_Exercise_: Render the entries, from their first line through the line containing "<point>463,361</point>" inclusive, as a Markdown table with columns Row and Line, one row per non-blank line. Leave the pictures out.

_Materials provided_:

────────────────

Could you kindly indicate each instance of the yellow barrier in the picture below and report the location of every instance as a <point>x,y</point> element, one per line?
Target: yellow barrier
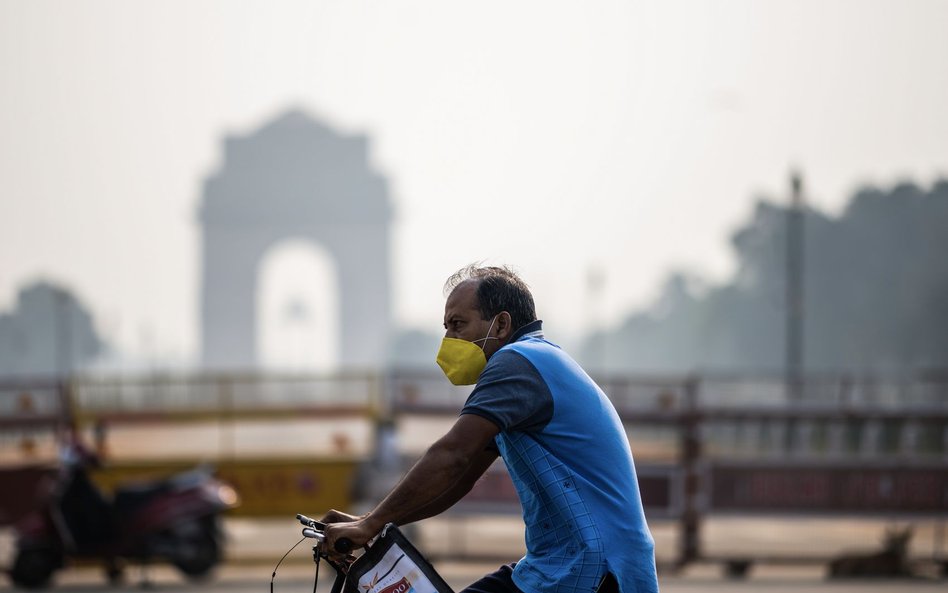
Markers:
<point>267,487</point>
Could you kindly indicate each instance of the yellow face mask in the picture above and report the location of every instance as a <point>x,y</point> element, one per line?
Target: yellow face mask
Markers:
<point>463,361</point>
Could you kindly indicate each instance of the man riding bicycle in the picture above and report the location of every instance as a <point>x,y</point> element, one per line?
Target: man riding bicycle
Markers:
<point>559,435</point>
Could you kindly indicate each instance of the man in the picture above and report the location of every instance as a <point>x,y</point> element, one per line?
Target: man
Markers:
<point>564,445</point>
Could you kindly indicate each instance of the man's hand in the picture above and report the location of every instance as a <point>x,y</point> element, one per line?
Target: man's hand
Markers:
<point>358,530</point>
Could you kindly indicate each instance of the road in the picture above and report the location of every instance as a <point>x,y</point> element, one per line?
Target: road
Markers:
<point>297,578</point>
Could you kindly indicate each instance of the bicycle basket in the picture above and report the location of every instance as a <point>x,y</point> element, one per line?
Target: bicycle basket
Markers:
<point>393,565</point>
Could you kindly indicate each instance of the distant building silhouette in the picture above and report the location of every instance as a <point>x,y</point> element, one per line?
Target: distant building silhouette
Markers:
<point>48,333</point>
<point>294,178</point>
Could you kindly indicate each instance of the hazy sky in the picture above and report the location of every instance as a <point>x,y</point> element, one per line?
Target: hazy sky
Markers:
<point>554,136</point>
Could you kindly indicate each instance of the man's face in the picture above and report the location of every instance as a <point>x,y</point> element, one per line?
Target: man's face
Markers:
<point>462,317</point>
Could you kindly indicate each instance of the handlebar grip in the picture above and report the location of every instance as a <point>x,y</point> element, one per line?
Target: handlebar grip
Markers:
<point>317,525</point>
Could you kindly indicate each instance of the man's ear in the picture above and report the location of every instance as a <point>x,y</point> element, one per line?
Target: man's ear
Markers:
<point>504,326</point>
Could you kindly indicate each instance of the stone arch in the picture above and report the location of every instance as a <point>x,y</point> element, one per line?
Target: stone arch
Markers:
<point>297,307</point>
<point>294,177</point>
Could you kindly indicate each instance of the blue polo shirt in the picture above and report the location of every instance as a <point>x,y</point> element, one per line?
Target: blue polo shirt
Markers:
<point>568,455</point>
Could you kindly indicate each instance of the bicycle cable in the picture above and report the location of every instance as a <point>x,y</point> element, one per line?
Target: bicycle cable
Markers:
<point>273,576</point>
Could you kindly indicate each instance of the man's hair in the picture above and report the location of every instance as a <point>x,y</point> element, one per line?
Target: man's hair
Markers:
<point>498,289</point>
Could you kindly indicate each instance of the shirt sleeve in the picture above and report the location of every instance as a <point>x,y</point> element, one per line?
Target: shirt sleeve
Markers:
<point>512,394</point>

────────────────

_Written answer_:
| Row | Line |
|---|---|
| 1 | Could you kindly indicate each instance of the yellow barrier in the picture below and report the location of every instance as a <point>x,y</point> element, one per line? |
| 2 | Target: yellow barrier |
| 3 | Markers: |
| 4 | <point>267,487</point> |
| 5 | Could you kindly indicate each instance of the yellow face mask in the picture above and report the location of every instance as a <point>x,y</point> element, one per line? |
| 6 | Target: yellow face mask |
| 7 | Markers: |
| 8 | <point>463,361</point> |